*SOURCE EXCERPT:*
-- -- --
So with $n=4$ and 3 elements in the original set, there are 13 possibilities.
General solution? Is there a closed form formula to compute this number?
Same problem, expressed in a network formulation: In a network with 3 rows ($\{A, B, C\}$) and $n=4$ columns, assuming paths from left to right (e.g., using node $A_1$, then $B_2$, then $A_3$ and finally $C_3$), the question becomes: how many paths are going through node $A_2$ and have a (relative) majority of $A$ nodes?
Same problem, expressed in a voting context: Calculate winning outcomes of plurality voting
 A: Let $|X|=m$ (the number of candidates) and $n$ be the number of voters.  For the first question, by the basic theory of exponential generating functions, the number of ways for candidate $A$ to get a plurality of votes is the coefficient of $\frac{x^n}{n!}$ in the sum
$$\sum_{k\ge0} \frac{x^k}{k!}\left(1+x+\frac{x^2}{2!}+\cdots+\frac{x^{k-1}}{(k-1)!}\right)^{m-1}.$$
To see this, sum over all possible numbers $k$ of votes that $A$ gets; the other $m-1$ candidates can get up to $k-1$ votes each.  (Some terms in this sum are zero, but that's OK.)
For the second question, if you fix one of the votes, there are two possibilities, depending on whether you're fixing a vote for $A$ or for another candidate.  In the former case, the answer will be
$$\left[\frac{x^{n-1}}{(n-1)!}\right]
\sum_{k\ge0} \frac{x^{k-1}}{(k-1)!}\left(1+x+\frac{x^2}{2!}+\cdots+\frac{x^{k-1}}{(k-1)!}\right)^{m-1}
$$

(the notation $[z^n]f(z)$ denote the operation of extracting the coefficient of $z^n$ in the formal power series $f(z)=\sum f_n z^n$ in analytical combinatorics. See Philippe Flajolet and Robert Sedgewick, Analytic Combinatorics, Cambridge University Press (2009), p.19))
(the coefficient $A_n$ in an exponential generating function is recovered by $A_n=n!\cdot [z^n]A(z)$, since $[z^n]A(z) = A_n/n!$ (ibid., p.98))
-- -- --
*GIVEN INFORMATION:*
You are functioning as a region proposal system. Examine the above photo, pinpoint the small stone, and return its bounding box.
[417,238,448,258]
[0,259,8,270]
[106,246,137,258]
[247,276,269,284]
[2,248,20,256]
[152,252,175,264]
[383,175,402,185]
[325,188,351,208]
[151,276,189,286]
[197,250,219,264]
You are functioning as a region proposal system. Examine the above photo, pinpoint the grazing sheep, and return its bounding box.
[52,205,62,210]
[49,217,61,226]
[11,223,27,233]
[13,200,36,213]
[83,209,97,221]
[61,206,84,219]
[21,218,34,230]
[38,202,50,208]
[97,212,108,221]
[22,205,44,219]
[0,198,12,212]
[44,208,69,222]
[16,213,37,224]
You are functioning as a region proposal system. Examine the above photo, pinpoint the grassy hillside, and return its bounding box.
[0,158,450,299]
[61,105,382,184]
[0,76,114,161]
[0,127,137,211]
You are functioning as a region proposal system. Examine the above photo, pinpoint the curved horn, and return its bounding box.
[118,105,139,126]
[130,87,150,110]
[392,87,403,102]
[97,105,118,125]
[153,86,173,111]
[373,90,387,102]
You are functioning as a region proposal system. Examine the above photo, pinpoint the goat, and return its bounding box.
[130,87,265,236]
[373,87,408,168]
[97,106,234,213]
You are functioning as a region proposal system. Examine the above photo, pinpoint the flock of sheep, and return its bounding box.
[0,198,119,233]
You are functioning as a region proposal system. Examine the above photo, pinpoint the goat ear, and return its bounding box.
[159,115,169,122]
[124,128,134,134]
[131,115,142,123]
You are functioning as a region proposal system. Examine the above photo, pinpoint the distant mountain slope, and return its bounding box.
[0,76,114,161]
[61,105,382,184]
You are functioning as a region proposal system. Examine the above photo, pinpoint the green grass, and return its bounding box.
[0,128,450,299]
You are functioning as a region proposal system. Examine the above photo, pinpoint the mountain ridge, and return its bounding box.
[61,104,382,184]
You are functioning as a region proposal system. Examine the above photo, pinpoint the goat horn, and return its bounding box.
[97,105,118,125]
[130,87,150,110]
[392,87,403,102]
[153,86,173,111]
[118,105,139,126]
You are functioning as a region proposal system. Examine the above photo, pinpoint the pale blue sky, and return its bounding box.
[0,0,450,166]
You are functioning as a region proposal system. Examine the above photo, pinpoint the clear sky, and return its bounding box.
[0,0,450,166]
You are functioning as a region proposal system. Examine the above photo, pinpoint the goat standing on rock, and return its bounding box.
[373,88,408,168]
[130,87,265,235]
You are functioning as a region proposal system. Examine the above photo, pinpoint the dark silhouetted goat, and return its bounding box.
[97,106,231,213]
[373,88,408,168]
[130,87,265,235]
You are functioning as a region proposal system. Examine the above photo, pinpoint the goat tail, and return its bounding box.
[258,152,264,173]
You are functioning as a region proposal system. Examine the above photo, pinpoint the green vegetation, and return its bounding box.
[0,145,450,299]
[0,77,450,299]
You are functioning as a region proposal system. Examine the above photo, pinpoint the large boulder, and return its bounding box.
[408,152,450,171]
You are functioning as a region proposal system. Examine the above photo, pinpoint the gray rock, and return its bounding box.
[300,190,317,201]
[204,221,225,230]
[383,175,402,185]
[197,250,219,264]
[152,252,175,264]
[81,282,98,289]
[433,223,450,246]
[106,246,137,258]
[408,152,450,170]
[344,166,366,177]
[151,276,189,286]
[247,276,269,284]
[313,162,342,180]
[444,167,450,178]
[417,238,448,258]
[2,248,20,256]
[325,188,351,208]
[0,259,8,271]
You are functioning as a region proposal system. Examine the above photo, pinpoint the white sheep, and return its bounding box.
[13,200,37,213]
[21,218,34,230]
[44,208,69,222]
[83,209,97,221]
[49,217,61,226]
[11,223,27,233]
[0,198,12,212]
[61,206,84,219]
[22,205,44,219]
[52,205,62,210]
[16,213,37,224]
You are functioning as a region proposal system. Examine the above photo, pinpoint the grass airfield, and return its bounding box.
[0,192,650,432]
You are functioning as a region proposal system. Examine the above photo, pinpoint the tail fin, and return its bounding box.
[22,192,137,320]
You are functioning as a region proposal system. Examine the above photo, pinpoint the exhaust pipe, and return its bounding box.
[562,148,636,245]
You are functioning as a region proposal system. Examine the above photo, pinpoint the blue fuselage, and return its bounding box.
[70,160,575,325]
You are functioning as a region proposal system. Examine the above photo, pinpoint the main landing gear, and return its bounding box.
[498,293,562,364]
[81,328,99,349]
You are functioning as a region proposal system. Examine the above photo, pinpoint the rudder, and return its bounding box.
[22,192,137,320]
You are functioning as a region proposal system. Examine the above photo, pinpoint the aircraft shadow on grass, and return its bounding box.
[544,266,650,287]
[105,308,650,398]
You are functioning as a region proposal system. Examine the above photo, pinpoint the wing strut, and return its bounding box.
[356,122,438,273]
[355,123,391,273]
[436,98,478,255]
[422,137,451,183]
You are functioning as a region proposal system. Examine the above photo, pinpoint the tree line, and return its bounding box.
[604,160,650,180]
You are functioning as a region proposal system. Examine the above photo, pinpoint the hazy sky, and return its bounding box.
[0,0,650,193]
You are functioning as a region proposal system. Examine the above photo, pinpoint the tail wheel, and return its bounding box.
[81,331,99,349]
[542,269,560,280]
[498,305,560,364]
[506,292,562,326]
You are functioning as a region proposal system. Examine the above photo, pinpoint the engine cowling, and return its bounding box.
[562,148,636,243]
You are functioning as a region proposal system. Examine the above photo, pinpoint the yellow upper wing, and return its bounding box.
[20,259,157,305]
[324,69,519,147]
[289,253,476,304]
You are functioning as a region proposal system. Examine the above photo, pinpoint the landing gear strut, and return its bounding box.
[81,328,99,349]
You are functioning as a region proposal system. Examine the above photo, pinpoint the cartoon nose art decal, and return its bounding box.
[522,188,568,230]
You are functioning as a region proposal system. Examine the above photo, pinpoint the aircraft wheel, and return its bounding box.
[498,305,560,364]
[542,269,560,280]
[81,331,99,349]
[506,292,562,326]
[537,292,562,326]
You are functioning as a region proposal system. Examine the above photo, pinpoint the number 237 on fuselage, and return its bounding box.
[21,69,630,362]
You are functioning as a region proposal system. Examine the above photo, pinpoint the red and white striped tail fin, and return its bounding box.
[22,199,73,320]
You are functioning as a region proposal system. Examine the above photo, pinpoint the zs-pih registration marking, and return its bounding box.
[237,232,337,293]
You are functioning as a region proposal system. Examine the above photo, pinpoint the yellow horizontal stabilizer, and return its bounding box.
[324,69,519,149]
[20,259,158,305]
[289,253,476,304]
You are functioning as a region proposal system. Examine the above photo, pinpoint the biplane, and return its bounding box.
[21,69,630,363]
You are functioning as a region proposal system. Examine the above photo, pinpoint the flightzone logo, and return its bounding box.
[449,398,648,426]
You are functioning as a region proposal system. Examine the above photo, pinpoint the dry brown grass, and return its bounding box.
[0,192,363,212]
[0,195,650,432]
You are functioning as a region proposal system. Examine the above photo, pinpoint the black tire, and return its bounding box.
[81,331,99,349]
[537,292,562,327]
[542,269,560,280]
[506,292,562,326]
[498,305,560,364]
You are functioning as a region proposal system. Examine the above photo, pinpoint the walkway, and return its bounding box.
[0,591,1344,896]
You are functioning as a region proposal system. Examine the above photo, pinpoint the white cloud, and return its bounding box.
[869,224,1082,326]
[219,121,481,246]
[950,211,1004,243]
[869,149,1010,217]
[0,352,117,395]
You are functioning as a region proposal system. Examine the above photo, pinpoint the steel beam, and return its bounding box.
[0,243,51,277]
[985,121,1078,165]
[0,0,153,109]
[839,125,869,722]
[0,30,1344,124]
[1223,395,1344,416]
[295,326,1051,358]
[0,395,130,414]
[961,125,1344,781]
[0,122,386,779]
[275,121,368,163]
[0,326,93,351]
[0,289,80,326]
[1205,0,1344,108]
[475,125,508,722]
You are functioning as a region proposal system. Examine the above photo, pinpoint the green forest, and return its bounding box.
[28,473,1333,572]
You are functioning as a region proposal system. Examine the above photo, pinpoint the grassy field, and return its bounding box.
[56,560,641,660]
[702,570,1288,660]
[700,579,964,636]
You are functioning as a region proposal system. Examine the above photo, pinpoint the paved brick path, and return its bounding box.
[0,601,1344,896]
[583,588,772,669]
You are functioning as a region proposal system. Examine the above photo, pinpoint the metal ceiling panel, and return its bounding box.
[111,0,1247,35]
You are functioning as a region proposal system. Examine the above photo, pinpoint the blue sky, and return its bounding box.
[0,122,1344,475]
-- -- --
*EXERCISES:*
1) In the excerpt on counting plurality outcomes, what operation does the notation $[z^n]f(z)$ denote?
2) Carry on the excerpt about counting plurality outcomes from the point where it stops.

*TASK ANSWERS:*
1) It denotes extracting the coefficient of $z^n$ in the formal power series $f(z)=\sum f_n z^n$.

2)
since we now have to place $k-1$ votes for $A$.  (This gives the same $13$ as in your example.)  Similarly, if you're fixing a vote for one of the other candidates, the expression becomes
$$\left[\frac{x^{n-1}}{(n-1)!}\right]
\sum_{k\ge0} \frac{x^{k}}{k!}\left(1+x+\frac{x^2}{2!}+\cdots+\frac{x^{k-1}}{(k-1)!}\right)^{m-2}\left(1+x+\frac{x^2}{2!}+\cdots+\frac{x^{k-2}}{(k-2)!}\right).
$$
A: *

*If $k>n/2$: 


For non-fixed elements of the majority ($k-1$), there are $\binom{n-1}{k-1}$ possibilities (it works in the simple example with $k=4$: $\binom{3}{3}=1$; and $k=3$: $\binom{3}{2}=3$).
The number of "free" positions (for other elements than the majority) is $n-k$. For each position, there are $|X|-1$ possibilities (all elements in $X$ but the majority one). So, $(|X|-1)^{n-k}$ possibilities.
In total: $(|X|-1)^{n-k} \cdot \binom{n-1}{k-1}$ possibilities


*

*If $k<n/2$: 


Same reasoning for the positioning of "majority" elements: $\binom{n-1}{k-1}$ possibilities.
The number of free positions for other elements is also $n-k$. But no element in these combinations must appear more than $k$ times. One way of computing this is to (1) count all possibilities: $(|X|-1)^{n-k}$ and (2) remove all possibilities with $k, k+1, k+2, ..., n-k$ of one element, for each element.
Step (2) as a subquestion here: Number of elements in cartesian power with a maximum constraint


*

*Step (2) for one given other element


*

*For one specific other element, with $k$ of this element: we fix $k$ times the other element: $n-k$ free spaces, $k$ elements, $\binom{n-k}{k}$ possibilities. For each possibility, we put the others (no majority, no other one): $n-k-k$ free spaces, $|X|-2$ elements, $(|X|-2)^{n-k-k}$ possibilities.
In total: $(|X|-2)^{n-k-k}\cdot \binom{n-k}{k}$ possibilities for a given other element with $k$ appearances.

*For $k+1$ appearances: $(|X|-2)^{n-k-k-1}\cdot \binom{n-k}{k+1}$ possibilities

*...

*For $n-k$ appearances: $(|X|-2)^{n-k-k-n}\cdot \binom{n-k}{n-k}= 1$ possibility, intuitive.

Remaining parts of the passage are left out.